**SOURCE TEXT:**

__________

An alternative technology for producing cooling is thermally driven cooling where the installment of an absorption chiller could utilize waste heat from existing industries to provide cooling to buildings. Therefore, there are possibilities of lowering the amount of electricity needed for air conditioning.

In this thesis, the potential of using waste heat from sugar mills in Cuba was investigated. The sugar industry is high water consuming and often produces large amounts of heated waste water that is rarely utilized. To collect the data needed for the investigation, a study visit was conducted at the sugar mill Carlos Balino in Villa Clara, Cuba.
Since the factory did not track water mass flows, calculations based on sugar concentrations and energy balances were used to determine the different water outlets.

The identified excess water has a mass flow of 10 kg/s and a temperature of 96 °C, which is enough to supply the factory with cooling. The result of the investigation also showed that the mill could invest in thermally driven cooling with a payback time of between three to six seasons depending on the cost of the selected equipment. The energy savings per crushing season would be nearly 140 000 kWh which equals to financial savings of above 40 000 dollar per season.

__________

**INSTRUCTIONS FOR THE TASK:**
Could you continue the summary on cooling with sugar mill waste heat in Cuba, starting right after its final sentence?

__________

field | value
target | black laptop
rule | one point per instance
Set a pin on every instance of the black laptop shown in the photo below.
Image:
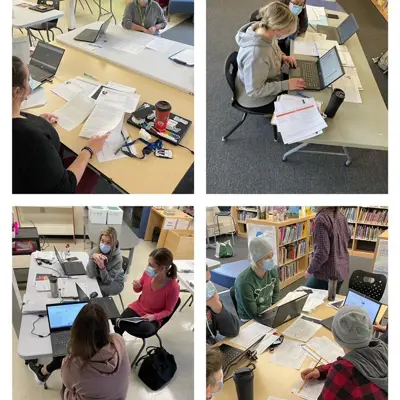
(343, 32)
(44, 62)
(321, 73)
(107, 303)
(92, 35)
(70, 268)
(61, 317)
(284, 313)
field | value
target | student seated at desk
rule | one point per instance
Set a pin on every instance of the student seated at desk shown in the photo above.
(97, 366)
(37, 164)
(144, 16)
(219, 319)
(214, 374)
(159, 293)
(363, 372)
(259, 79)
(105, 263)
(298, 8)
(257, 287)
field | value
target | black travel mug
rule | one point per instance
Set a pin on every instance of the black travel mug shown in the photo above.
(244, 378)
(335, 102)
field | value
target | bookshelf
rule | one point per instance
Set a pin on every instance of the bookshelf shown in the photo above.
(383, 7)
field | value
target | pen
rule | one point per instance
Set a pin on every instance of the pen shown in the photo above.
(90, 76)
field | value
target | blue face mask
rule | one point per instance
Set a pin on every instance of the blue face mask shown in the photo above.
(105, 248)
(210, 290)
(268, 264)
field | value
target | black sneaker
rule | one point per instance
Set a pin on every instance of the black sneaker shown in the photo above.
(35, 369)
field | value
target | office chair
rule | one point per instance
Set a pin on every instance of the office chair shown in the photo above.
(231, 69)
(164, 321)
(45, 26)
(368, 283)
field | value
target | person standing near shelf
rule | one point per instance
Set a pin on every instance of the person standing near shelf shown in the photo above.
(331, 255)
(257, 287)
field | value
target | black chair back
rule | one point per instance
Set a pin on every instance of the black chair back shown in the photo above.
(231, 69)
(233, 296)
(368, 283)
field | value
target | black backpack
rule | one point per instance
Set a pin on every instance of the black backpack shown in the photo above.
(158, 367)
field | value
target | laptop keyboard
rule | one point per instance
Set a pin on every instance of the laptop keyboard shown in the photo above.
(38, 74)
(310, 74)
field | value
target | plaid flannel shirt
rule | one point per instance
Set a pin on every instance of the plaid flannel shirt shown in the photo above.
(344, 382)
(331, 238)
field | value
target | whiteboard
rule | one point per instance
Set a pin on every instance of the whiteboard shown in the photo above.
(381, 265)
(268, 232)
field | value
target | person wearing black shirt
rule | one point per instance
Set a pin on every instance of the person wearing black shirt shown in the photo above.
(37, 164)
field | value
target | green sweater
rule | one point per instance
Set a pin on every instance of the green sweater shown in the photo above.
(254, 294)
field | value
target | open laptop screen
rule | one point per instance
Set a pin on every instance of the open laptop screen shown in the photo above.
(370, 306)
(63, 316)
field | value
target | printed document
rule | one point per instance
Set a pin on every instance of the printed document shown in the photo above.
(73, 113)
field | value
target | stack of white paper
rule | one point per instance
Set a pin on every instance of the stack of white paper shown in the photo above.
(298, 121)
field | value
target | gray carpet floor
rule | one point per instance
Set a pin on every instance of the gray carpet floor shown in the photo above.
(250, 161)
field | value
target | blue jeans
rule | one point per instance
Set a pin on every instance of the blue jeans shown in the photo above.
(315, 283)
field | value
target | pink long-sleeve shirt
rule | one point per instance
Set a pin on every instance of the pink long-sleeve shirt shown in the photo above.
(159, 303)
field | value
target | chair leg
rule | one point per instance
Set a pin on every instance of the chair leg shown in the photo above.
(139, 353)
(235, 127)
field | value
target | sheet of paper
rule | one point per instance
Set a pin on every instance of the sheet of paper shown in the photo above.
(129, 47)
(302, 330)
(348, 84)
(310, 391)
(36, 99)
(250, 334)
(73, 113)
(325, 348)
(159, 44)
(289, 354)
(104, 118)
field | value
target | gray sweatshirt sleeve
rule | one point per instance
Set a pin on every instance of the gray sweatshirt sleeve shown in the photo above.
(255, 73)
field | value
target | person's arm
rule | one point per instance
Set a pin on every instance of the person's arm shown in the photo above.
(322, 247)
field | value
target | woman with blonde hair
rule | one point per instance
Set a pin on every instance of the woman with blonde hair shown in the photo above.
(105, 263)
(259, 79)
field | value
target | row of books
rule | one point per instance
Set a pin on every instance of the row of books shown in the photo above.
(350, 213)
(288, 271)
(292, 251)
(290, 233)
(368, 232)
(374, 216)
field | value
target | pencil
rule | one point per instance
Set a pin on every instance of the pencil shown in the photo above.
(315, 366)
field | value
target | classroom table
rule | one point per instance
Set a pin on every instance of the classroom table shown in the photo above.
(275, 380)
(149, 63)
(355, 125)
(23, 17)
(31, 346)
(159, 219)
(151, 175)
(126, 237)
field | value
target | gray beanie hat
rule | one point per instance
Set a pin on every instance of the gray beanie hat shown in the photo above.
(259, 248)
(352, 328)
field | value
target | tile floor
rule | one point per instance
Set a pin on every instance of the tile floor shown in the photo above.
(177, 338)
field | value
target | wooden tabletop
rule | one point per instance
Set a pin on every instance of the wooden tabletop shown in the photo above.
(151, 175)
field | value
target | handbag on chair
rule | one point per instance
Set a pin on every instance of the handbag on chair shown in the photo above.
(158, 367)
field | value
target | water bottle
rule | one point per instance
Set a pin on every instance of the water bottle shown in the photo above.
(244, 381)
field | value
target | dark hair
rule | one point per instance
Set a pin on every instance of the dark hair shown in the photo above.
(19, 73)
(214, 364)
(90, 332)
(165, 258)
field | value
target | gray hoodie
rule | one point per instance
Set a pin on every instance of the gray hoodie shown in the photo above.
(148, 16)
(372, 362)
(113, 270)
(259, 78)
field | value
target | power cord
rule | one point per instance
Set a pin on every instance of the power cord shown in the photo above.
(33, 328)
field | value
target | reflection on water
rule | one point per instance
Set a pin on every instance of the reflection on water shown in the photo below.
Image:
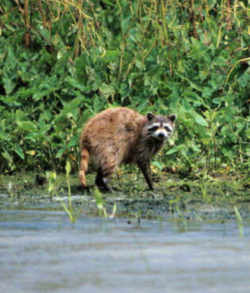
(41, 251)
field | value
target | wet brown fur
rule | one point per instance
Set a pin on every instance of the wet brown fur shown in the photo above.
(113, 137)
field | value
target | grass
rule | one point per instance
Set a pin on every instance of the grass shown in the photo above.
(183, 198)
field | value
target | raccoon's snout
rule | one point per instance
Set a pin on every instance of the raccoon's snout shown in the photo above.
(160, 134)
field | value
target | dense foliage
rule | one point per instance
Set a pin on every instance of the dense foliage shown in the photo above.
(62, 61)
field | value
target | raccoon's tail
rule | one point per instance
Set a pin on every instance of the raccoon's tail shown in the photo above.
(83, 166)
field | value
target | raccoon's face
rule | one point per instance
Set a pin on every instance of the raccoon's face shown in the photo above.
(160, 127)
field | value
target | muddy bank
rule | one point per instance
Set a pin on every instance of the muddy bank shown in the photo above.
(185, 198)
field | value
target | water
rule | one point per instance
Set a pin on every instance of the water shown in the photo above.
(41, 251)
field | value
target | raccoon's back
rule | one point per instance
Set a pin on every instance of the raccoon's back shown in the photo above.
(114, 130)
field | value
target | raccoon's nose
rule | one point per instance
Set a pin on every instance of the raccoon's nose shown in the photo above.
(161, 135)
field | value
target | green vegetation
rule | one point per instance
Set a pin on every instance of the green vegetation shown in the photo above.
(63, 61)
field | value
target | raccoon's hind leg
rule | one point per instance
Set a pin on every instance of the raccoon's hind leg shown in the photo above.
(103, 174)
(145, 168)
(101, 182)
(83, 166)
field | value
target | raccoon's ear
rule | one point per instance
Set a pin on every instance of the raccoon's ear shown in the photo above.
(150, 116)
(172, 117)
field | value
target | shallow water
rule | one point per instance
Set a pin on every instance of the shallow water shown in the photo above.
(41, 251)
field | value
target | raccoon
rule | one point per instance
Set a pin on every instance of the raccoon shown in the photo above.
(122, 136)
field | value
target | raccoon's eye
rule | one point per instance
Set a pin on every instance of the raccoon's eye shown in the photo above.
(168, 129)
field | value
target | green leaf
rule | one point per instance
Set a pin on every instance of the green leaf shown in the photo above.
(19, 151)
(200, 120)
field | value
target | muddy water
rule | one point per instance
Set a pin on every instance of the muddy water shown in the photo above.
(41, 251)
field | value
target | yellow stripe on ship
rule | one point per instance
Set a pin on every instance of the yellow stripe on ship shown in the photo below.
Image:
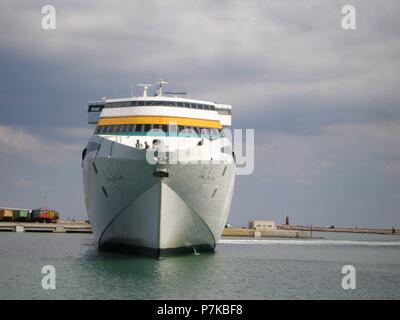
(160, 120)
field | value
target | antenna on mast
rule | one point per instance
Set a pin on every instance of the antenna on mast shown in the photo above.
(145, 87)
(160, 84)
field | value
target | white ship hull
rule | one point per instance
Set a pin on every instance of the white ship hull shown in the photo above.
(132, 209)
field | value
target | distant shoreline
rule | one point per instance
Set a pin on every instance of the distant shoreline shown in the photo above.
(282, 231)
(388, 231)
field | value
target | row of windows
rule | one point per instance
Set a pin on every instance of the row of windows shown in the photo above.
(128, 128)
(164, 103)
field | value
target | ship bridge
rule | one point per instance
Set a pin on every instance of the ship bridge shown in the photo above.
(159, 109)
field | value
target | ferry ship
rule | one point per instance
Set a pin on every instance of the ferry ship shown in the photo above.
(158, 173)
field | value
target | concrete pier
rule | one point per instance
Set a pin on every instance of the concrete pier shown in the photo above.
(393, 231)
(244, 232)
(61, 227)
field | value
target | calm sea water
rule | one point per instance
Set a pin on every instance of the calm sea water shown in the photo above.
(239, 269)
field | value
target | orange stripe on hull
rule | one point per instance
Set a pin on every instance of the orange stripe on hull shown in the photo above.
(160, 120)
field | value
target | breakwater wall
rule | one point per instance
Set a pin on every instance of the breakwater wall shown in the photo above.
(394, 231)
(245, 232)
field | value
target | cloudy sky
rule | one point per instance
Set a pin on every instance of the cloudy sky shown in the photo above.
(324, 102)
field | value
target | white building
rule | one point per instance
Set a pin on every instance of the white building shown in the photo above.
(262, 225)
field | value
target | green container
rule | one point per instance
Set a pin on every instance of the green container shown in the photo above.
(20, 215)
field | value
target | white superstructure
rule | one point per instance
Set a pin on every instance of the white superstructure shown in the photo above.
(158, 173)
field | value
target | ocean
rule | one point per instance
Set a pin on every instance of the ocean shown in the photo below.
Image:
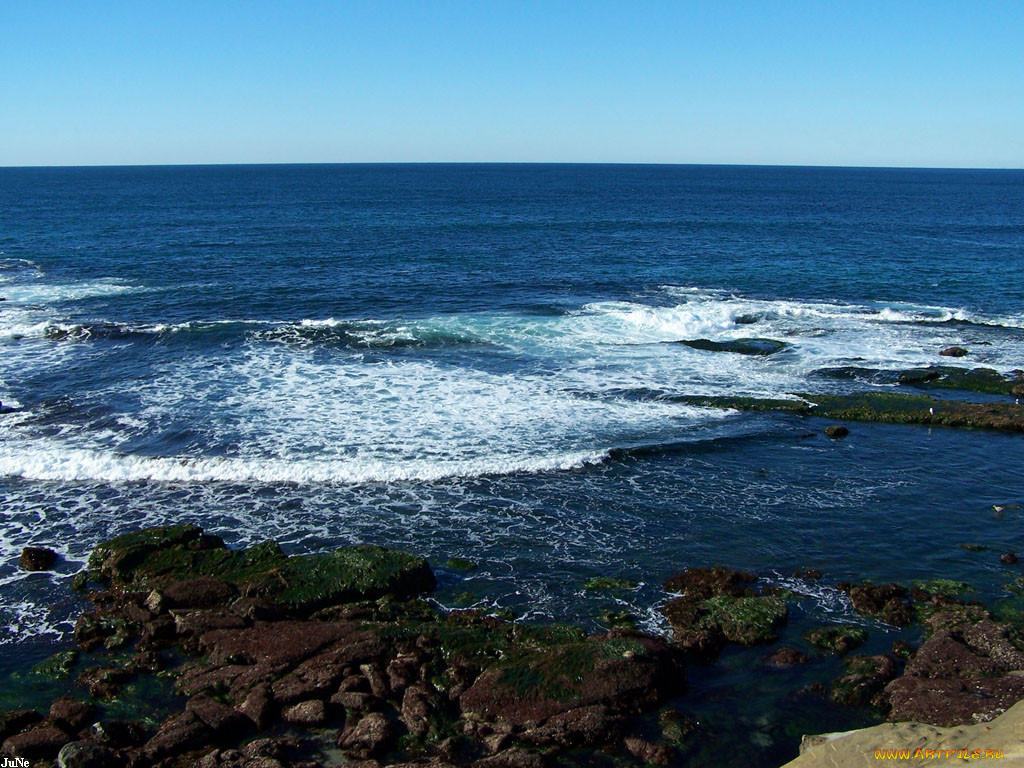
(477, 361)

__________

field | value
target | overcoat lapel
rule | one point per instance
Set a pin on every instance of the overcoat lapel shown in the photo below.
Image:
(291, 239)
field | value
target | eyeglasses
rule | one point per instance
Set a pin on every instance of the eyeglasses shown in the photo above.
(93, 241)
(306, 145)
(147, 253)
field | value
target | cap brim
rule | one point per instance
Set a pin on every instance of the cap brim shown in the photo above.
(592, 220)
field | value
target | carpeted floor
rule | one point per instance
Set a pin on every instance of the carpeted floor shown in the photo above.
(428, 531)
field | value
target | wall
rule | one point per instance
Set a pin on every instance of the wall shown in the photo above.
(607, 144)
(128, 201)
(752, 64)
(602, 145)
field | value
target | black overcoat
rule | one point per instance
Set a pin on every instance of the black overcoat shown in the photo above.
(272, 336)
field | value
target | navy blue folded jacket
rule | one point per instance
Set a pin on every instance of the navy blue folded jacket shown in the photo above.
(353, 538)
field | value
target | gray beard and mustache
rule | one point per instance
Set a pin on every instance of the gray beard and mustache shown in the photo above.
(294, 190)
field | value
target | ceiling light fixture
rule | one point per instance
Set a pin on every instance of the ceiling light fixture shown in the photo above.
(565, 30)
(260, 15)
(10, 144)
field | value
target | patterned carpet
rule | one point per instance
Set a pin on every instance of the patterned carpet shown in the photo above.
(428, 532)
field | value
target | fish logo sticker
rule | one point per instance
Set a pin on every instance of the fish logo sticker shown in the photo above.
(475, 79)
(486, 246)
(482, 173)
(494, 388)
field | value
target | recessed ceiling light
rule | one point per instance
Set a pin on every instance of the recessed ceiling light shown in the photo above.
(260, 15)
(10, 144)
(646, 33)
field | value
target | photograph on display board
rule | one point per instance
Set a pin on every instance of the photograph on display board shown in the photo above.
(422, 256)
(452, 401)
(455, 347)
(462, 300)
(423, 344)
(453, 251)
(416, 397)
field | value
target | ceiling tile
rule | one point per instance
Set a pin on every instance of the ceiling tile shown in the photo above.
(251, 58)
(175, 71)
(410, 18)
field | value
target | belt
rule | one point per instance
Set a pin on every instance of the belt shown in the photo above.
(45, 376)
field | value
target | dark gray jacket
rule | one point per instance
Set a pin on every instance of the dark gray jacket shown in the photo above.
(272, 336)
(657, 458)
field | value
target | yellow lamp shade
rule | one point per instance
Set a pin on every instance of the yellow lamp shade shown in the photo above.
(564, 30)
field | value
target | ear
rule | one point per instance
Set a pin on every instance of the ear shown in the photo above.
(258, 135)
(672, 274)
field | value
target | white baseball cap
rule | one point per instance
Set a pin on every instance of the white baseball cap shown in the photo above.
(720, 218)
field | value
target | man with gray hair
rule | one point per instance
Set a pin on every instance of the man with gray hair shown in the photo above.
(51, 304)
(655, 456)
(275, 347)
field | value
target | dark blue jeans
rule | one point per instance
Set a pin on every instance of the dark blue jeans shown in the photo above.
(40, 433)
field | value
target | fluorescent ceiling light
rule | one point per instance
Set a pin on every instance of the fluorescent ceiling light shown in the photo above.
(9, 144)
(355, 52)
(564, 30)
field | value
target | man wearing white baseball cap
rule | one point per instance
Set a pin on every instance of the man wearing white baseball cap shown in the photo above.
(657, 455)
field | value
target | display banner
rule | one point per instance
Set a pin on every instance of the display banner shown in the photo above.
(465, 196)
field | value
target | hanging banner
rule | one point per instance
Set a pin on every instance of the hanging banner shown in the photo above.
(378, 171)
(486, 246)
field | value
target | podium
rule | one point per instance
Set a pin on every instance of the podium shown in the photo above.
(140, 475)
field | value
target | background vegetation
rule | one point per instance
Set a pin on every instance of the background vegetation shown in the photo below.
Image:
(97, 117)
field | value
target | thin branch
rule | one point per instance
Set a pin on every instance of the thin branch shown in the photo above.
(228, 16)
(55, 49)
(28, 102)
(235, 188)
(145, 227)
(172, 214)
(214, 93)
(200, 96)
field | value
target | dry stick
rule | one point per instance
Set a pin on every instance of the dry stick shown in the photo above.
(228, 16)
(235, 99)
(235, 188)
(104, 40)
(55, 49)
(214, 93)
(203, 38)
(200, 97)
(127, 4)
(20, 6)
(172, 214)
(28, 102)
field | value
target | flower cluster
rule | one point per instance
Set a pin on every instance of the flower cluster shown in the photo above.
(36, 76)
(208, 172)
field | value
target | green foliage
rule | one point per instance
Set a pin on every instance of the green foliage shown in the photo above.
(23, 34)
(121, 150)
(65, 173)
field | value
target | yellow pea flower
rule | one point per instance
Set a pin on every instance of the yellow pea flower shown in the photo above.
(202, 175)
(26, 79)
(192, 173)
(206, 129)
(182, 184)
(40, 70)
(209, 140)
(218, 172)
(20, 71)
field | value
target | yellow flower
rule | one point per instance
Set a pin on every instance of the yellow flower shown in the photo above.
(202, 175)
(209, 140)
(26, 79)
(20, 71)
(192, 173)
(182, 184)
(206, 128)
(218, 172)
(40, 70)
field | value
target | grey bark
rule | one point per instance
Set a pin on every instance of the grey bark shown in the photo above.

__________

**ANSWER:**
If the sugar mill Carlos Balino would invest in an absorption chiller, the cooling supply would be unreliable because of the high number of production shutdowns. Before any possible implementation, the causes for the stops in production need to be further examined. The supply of cooling would otherwise have to rely on thermal energy storage of chilled water, which in such large quantities would be costly.

The factory only produces waste heat during the crushing season, which lasts from December throughout April, but there is a cooling demand during the whole year, which means that alternative cooling methods for an off-season cooling supply would have to be investigated. The study concludes that thermally driven cooling would be very suitable for similar industries that also produce large amounts of heated excess water, but are operating all year around and have a more even production rate, both on a daily and seasonal basis.